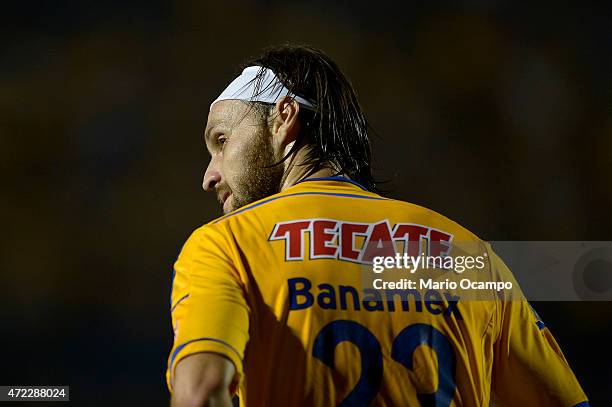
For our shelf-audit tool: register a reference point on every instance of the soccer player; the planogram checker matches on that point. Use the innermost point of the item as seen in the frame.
(270, 302)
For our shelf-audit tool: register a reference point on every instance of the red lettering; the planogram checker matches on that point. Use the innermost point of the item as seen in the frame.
(379, 242)
(320, 238)
(411, 234)
(292, 233)
(347, 233)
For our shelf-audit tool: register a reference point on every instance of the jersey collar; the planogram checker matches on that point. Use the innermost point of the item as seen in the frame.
(334, 178)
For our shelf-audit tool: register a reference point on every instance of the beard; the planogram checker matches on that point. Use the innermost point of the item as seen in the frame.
(261, 177)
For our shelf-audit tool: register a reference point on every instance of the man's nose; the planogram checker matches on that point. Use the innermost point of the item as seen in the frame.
(212, 177)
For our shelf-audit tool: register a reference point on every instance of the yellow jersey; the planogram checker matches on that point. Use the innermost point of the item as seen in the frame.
(277, 287)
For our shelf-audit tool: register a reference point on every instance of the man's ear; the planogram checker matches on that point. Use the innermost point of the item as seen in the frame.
(285, 125)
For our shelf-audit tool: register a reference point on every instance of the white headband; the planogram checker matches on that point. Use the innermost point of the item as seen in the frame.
(270, 90)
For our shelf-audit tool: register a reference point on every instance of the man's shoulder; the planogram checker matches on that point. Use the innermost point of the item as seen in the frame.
(352, 206)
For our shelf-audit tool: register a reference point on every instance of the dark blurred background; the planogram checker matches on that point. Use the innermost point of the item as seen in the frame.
(493, 113)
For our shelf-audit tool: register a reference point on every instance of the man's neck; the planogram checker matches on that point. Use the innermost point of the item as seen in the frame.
(300, 173)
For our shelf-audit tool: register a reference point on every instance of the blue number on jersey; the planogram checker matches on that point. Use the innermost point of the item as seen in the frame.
(404, 346)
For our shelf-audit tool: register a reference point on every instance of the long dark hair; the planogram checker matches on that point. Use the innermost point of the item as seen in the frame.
(335, 130)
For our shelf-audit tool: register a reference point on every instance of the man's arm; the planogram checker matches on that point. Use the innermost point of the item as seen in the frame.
(210, 319)
(203, 379)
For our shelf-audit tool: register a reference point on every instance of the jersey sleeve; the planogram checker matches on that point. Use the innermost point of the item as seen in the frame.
(209, 310)
(529, 368)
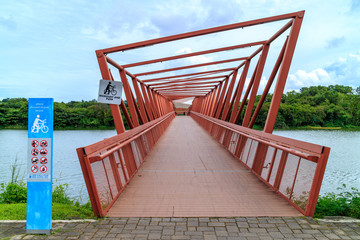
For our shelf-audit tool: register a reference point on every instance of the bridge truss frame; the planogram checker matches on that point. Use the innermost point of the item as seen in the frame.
(220, 104)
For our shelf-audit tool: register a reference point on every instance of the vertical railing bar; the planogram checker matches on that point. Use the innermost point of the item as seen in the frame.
(296, 172)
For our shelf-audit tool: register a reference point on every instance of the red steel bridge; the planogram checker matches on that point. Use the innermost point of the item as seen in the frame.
(210, 162)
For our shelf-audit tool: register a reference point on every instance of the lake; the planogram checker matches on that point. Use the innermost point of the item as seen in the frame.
(343, 165)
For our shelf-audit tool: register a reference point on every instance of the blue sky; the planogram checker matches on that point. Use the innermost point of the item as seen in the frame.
(48, 47)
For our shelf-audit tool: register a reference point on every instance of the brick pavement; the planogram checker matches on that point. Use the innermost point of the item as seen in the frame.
(192, 228)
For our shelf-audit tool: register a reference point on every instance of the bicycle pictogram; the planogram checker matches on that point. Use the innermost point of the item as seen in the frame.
(39, 125)
(110, 89)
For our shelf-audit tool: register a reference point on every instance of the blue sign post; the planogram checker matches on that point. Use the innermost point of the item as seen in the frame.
(39, 162)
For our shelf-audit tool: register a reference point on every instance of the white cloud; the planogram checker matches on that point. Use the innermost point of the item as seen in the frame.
(302, 78)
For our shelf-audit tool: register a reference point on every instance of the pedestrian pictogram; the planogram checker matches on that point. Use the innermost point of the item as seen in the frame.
(34, 160)
(34, 168)
(43, 160)
(34, 152)
(43, 169)
(43, 143)
(43, 152)
(34, 143)
(110, 89)
(39, 125)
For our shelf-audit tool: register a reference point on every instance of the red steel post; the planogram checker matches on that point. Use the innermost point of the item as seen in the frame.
(140, 101)
(283, 74)
(129, 98)
(119, 125)
(228, 97)
(255, 87)
(221, 99)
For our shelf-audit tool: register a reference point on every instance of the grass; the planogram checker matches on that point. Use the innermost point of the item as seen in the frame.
(17, 211)
(346, 203)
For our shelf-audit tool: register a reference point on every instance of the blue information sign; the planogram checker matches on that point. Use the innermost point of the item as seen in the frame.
(39, 162)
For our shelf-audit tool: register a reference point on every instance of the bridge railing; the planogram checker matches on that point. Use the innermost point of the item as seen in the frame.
(110, 164)
(294, 169)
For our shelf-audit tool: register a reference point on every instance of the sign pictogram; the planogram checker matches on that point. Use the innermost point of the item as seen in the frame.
(39, 165)
(34, 152)
(43, 169)
(110, 92)
(43, 160)
(43, 143)
(34, 143)
(43, 152)
(34, 160)
(34, 168)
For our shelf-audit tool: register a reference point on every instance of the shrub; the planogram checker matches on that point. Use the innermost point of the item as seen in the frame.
(345, 203)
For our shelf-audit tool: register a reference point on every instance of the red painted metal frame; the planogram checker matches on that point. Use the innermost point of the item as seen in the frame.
(231, 136)
(122, 147)
(149, 110)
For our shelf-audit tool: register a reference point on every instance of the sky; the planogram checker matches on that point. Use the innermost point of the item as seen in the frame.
(48, 47)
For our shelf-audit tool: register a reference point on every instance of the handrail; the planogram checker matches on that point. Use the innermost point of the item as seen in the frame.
(120, 145)
(276, 167)
(287, 149)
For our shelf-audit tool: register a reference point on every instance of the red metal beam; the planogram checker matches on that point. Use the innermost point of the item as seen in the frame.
(189, 74)
(200, 33)
(187, 80)
(194, 54)
(190, 66)
(283, 73)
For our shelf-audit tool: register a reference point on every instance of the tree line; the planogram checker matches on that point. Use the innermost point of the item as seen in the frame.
(330, 106)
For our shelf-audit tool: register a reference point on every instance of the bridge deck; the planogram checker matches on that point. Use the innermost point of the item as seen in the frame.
(189, 174)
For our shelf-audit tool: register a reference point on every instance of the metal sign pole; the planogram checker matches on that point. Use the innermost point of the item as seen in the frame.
(39, 162)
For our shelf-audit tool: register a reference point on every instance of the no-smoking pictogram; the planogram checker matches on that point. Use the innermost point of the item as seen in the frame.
(34, 152)
(43, 152)
(43, 143)
(43, 169)
(43, 160)
(34, 168)
(34, 143)
(34, 160)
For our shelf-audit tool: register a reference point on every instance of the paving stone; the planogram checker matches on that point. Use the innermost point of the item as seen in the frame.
(192, 228)
(216, 224)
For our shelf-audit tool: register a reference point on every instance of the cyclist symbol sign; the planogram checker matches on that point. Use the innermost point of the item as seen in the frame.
(110, 92)
(39, 125)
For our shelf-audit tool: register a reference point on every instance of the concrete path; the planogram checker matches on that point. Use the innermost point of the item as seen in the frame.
(192, 228)
(189, 174)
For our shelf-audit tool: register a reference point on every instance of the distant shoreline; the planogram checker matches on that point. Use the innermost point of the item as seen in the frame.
(307, 128)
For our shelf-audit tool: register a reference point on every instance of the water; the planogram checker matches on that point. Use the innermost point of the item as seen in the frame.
(66, 166)
(343, 165)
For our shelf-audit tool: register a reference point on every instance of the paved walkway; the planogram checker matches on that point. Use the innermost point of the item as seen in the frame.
(189, 174)
(192, 228)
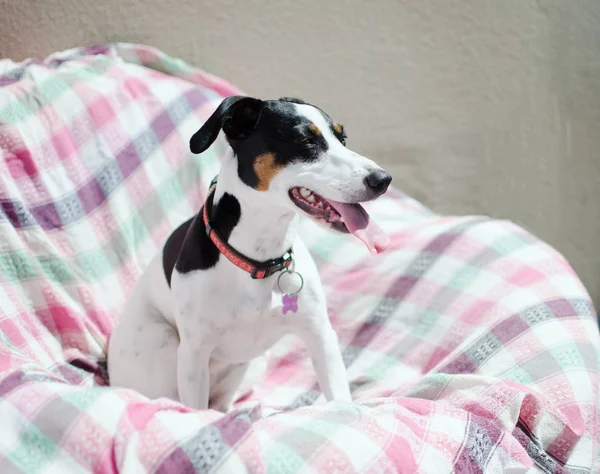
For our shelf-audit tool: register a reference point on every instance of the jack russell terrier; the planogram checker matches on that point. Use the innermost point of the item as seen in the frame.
(235, 278)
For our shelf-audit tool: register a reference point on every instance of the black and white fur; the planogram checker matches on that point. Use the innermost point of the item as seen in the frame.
(197, 328)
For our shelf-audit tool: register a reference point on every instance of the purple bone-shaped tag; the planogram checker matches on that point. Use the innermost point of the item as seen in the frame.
(290, 303)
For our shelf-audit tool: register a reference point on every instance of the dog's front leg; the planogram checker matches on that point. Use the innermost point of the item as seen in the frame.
(193, 376)
(323, 347)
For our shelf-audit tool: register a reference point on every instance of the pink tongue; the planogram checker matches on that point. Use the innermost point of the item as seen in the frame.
(362, 226)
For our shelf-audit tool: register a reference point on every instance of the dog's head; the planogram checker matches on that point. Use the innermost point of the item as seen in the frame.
(296, 153)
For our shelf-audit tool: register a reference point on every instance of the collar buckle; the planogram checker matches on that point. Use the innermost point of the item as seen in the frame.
(274, 266)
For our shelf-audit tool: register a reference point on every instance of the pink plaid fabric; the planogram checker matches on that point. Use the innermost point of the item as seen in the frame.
(471, 346)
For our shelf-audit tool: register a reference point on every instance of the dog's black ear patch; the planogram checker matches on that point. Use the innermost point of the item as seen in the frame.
(189, 248)
(237, 116)
(294, 100)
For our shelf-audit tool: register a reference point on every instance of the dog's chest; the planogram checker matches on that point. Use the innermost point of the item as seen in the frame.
(240, 324)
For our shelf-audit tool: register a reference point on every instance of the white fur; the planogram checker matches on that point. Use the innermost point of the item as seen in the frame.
(207, 335)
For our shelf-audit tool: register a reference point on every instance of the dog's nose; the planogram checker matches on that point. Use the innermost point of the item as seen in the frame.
(378, 181)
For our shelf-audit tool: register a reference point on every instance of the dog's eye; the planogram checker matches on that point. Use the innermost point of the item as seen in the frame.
(340, 133)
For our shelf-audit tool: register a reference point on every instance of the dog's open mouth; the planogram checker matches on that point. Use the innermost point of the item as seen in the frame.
(343, 217)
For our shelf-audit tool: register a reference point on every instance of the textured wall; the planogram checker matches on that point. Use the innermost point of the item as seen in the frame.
(476, 106)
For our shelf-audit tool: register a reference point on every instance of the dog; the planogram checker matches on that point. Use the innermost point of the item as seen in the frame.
(235, 278)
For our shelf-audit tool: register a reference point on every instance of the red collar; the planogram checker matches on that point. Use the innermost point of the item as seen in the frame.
(257, 270)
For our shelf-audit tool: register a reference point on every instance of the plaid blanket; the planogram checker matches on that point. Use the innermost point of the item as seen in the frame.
(471, 346)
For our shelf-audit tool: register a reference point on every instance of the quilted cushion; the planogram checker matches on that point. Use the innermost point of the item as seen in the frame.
(471, 345)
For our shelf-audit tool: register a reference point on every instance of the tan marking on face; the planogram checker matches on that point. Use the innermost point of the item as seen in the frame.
(265, 169)
(313, 128)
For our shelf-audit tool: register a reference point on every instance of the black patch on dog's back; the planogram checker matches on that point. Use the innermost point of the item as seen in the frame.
(189, 248)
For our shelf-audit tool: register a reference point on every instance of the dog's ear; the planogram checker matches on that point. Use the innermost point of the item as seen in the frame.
(236, 115)
(294, 100)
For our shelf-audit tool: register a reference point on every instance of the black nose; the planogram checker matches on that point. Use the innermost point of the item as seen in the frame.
(378, 181)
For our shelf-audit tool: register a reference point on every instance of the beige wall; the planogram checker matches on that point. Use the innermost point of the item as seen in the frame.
(477, 106)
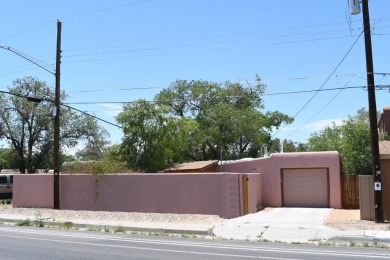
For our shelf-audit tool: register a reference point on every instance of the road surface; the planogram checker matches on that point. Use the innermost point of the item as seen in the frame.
(44, 243)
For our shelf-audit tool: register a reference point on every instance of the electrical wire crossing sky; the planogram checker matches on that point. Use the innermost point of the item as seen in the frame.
(310, 54)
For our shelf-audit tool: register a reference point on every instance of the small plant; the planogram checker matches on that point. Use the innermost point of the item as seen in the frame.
(120, 229)
(66, 225)
(24, 223)
(325, 243)
(106, 229)
(184, 236)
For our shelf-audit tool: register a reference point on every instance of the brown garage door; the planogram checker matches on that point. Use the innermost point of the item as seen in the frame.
(305, 188)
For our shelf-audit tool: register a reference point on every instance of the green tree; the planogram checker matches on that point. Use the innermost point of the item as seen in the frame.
(231, 124)
(28, 127)
(8, 159)
(95, 147)
(198, 120)
(288, 146)
(146, 141)
(351, 139)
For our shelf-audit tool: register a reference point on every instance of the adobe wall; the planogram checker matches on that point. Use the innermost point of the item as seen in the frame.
(188, 193)
(271, 173)
(385, 172)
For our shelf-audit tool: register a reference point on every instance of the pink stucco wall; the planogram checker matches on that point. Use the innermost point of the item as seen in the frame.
(33, 191)
(254, 191)
(271, 169)
(189, 193)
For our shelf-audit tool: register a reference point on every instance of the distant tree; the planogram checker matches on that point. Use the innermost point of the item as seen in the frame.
(95, 147)
(147, 143)
(8, 159)
(198, 120)
(28, 127)
(351, 139)
(288, 146)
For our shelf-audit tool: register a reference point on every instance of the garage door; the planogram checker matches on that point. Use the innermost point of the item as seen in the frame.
(305, 188)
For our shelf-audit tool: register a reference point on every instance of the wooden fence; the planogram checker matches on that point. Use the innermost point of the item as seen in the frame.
(350, 191)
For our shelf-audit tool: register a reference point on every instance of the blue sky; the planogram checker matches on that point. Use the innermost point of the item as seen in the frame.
(121, 51)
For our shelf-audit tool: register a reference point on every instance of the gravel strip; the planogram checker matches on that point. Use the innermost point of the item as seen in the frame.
(133, 217)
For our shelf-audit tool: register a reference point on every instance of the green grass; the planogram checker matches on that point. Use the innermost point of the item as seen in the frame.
(66, 225)
(119, 229)
(24, 223)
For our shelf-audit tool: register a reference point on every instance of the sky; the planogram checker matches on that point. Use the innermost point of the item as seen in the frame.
(125, 50)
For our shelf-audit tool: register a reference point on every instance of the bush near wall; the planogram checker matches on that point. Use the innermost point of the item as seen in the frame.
(95, 167)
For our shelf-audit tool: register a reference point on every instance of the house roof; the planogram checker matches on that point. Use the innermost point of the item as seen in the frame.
(384, 149)
(199, 165)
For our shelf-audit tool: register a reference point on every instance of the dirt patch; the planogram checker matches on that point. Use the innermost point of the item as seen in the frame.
(349, 219)
(123, 217)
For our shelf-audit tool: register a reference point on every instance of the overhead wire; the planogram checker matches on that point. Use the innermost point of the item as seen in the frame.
(322, 108)
(326, 81)
(210, 98)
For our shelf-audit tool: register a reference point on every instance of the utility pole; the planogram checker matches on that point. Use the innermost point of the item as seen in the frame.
(56, 114)
(375, 164)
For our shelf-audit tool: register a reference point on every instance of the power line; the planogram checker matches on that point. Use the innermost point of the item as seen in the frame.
(38, 100)
(212, 98)
(326, 81)
(319, 111)
(98, 118)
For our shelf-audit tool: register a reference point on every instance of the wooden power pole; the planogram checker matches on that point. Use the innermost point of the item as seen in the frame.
(56, 114)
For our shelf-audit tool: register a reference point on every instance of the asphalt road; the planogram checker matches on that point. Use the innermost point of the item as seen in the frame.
(43, 243)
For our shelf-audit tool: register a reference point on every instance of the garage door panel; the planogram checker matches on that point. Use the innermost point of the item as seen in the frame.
(305, 188)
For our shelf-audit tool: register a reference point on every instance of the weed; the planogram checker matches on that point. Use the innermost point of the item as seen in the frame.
(38, 222)
(184, 235)
(66, 225)
(106, 229)
(90, 229)
(119, 229)
(325, 243)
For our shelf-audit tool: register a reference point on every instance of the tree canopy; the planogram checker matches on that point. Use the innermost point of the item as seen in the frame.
(197, 120)
(28, 127)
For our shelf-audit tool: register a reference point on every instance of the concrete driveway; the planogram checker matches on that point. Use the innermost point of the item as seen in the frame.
(287, 224)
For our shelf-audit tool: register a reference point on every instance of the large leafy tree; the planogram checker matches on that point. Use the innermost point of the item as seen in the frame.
(151, 137)
(231, 124)
(28, 127)
(8, 159)
(351, 139)
(198, 120)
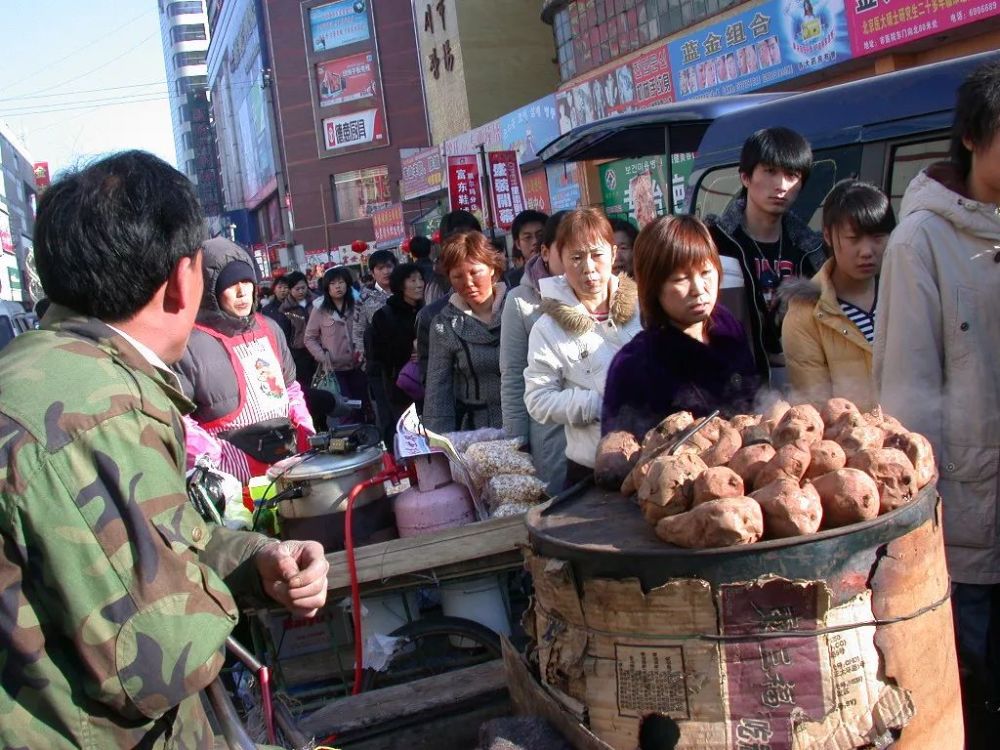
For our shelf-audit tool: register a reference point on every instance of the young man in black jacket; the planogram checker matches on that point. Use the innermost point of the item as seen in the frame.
(761, 242)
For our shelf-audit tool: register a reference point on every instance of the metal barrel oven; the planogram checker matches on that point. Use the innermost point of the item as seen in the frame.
(839, 639)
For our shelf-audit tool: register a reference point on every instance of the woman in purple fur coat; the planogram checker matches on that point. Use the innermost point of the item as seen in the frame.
(692, 355)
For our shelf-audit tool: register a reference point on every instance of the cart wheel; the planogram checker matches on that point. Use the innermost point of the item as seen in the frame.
(434, 646)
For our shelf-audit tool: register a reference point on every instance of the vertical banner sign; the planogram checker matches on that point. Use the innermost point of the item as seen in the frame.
(505, 184)
(877, 26)
(388, 224)
(536, 191)
(463, 185)
(773, 42)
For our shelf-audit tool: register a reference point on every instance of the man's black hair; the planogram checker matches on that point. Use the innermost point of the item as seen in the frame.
(977, 114)
(859, 204)
(458, 221)
(551, 228)
(626, 226)
(782, 148)
(399, 275)
(381, 258)
(109, 235)
(527, 217)
(420, 247)
(331, 275)
(294, 278)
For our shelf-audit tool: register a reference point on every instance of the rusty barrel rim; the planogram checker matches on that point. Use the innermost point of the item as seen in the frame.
(642, 555)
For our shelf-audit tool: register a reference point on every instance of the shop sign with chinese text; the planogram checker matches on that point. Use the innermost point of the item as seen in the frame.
(505, 187)
(388, 223)
(423, 171)
(877, 26)
(464, 192)
(355, 129)
(773, 42)
(346, 79)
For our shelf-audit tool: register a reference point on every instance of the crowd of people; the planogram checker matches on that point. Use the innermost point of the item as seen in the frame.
(598, 327)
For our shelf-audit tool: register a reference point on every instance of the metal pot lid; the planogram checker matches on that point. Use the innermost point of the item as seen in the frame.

• **What you are asked to do**
Return the lines beginning at the one that contains "of the crowd" and continuing through the last line of the data, exactly as they stand and without any others.

• **Output for this exercise**
For our shelf-audit tool: register a reference point on every instance of the crowd of people; the planogram checker matches on that point. Use the innermost point of the item as seen in the frame.
(598, 327)
For our shelf-audit tool: register a reference point on every instance of the metal pot lid; the planogram checker matches on that point. Use the innermost point of the item as seen in the frame.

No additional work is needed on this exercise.